Jobs
• a. Read the IEPM-BW project page and decide whether each statement agrees with it: (i) the project will compare new TCP stacks with the default stacks; (ii) the measurement infrastructure is to be ssh based; (iii) the low impact measurements cover periods of a few weeks. Answer yes or no for each, quoting the words of the page that decide it.
• b. Transcribe a passage of the IEPM-BW project page word for word. Begin at the words "- Compare and" and stop after the words "and their relevancy.".

-- Page excerpt start --

Purpose
The strategies being
adopted to analyze and store the unprecedented volumes of data
being gathered by current and future High Energy and Nuclear Physics (HENP)
experiments is the
coordinated deployment of Grid technologies such as those being developed for
the Particle Physics Data Grid and the
GridPhysics Network. It is anticipated that these technologies will
be deployed at hundreds of institutes
that will
be able to search out and analyze information from an interconnected worldwide
grid of tens of thousands of computers and storage devices. This in turn will
require the ability to sustain over long periods the transfer of
large amounts of data between collaborating
sites with relatively low latency.
The purpose of the IEPM-BW project is to develop and use an infrastructure
to make active end-to-end application and network performance
measurements for high
performance network links such as are used worldwide by Grid applications
and other academic and research (A&R) applications deployed over
high performance network such as
ESnet,
Internet2
and other (A&R) networks in the developed world.
|
Tasks
The following are the major tasks:
- Develop/deploy a simple, robust, ssh based active end-to-end
application and network measurement and management infrastructure.
- Install/integrate a base set of measurement tools into
the infrastructure make regular measurements and record the results.
These tools include:
ping,
traceroute,
iperf,
pipechar,
bbcp and
bbftp.
- Develop data reduction, analysis, reporting, forecasting and archiving tools.
- Compare and validate the various tools and determine the regions
of applicability.
- Install new network (e.g. the
INCITE tools,
pathrate
and pathload)
and application (e.g.
GridFTP)
tools into the infrastructure, and use it to evaluate the performance of the
tools and their relevancy.
- Evaluate new TCP stacks such as
HTCP,
High Speed TCP, and
FAST and compare with the
default stacks.
- Provide access to the data for research, forecasting, validation etc.
|
Novel Ideas
- Provides complementary low impact, overview and more intense, detailed
perfomance measurements:
- The low impact provides network performance measurements to most of
the Internet connected world
providing delays, loss and connectivity information over long
(many years) time periods.

-- Page excerpt end --
-- Data excerpts start --

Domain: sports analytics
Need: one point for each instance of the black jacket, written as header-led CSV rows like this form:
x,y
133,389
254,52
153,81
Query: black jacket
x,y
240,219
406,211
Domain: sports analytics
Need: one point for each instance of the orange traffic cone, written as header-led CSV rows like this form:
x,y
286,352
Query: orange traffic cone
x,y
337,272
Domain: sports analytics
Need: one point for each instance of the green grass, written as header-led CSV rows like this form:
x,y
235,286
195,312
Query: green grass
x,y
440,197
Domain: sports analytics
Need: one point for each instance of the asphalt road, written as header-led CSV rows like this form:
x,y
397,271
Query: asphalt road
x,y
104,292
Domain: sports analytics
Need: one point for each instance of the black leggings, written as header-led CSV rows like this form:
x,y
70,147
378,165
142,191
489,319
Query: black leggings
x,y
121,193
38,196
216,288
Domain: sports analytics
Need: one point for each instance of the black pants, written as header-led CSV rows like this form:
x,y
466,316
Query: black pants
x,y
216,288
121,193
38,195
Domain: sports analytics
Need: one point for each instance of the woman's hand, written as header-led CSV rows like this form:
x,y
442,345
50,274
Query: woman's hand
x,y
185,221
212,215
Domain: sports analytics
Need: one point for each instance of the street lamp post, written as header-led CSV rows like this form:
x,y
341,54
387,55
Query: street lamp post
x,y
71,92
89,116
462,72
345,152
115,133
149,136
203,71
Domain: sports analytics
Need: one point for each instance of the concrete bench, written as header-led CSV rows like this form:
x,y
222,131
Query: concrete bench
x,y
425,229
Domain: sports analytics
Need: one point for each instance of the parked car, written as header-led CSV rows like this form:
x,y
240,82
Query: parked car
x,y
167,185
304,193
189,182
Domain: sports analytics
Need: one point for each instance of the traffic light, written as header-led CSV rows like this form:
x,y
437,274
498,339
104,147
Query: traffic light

-- Data excerpts end --

Answers
• a.
(i) Yes: "Evaluate new TCP stacks such as HTCP, High Speed TCP, and FAST and compare with the default stacks."
(ii) Yes: "Develop/deploy a simple, robust, ssh based active end-to-end application and network measurement and management infrastructure."
(iii) No: "providing delays, loss and connectivity information over long (many years) time periods."

• b.
- Compare and validate the various tools and determine the regions
of applicability.
- Install new network (e.g. the
INCITE tools,
pathrate
and pathload)
and application (e.g.
GridFTP)
tools into the infrastructure, and use it to evaluate the performance of the
tools and their relevancy.